** Begin SOURCE PASSAGE **
A family life without objective content

Finally, at this stage of the evolution of the case law, what is the content of family life under Article 8? Do we know yet, since from now on family life requires neither public engagement, nor the presence of a child, nor even cohabitation in order to exist. Is “family life” under Article 8 of the Convention characterised by the existence of feelings? But, the law has always ignored feelings, considering them to fall within the scope of private and not family life, just like consensual sexual relations between adults (except in special cases). Is it then the stability of the relationship (Vallianatos, §73)? But that is a relative criterion. Two related cases reinforce the observation that the objective definition of family and family life has been lost.

In the case of Burden v. United Kingdom (No. 13378/05, 29.04.2008), the situation of two unmarried sisters who had always lived together was compared to that of other same-sex couples, the former not being allowed to enter into a civil partnership and benefit from the exemptions in the area of inheritance law attached thereto. Without having determined whether the sisters led a family life the majority of the Court held the situations to be non-comparable because partnership is forbidden for “persons who have close family relations” (§ 62). The Court added: “Rather than the length or the supportive nature of the relationship, what is determinative is the existence of a public undertaking, carrying with it a body of rights and obligations of a contractual nature” (§65). Yet the sisters complained of precisely the same thing as in the Vallianatos case: not having access to partnership for an unjustified reason, and the Court did not say what in the facts justified this difference. Nevertheless we can retain from the Burden case that, for the Strasbourg judges, “the length or the supportive nature of the relationship“, in other words its stability, is not determinative.

While in the Burden case the Court did not mention sexuality, the Court did so in the case of Stübing v. Germany (No. 43547/08, 12.04.2012) in refusing to recognise that a brother and sister living with their four children, could claim the protection granted to family life, on the grounds of the European consensus condemning incestuous relations (§ 61).

An arbitrary definition of the family

Finally, since we have renounced marriage or the presence of a child as a criterion of family life, it seems to be difficult to establish other objective, and therefore non-arbitrary, criteria. Several dissenting judges have substantially criticised the Burden decision as being arbitrary because it is purely positivist. But who decides the existence of a family life if the facts are not decisive? Is it the judge, the law or the people involved in the relationship? If the decision belongs to the judge and the law, it will therefore be contingent and relative to cultural developments.
** End SOURCE PASSAGE **
** Begin EXCERPTED DATA **
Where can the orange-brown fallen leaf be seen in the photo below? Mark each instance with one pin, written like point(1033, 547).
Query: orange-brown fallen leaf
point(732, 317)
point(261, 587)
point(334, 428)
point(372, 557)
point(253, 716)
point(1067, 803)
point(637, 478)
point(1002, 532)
** End EXCERPTED DATA **
In the passage on family life under the case law, write out the text again starting at "A family life without" and ending at "has been lost.", swapping every "Article 8" for "Article Eight".

__COMPLETE ANSWER__
A family life without objective content

Finally, at this stage of the evolution of the case law, what is the content of family life under Article Eight? Do we know yet, since from now on family life requires neither public engagement, nor the presence of a child, nor even cohabitation in order to exist. Is “family life” under Article Eight of the Convention characterised by the existence of feelings? But, the law has always ignored feelings, considering them to fall within the scope of private and not family life, just like consensual sexual relations between adults (except in special cases). Is it then the stability of the relationship (Vallianatos, §73)? But that is a relative criterion. Two related cases reinforce the observation that the objective definition of family and family life has been lost.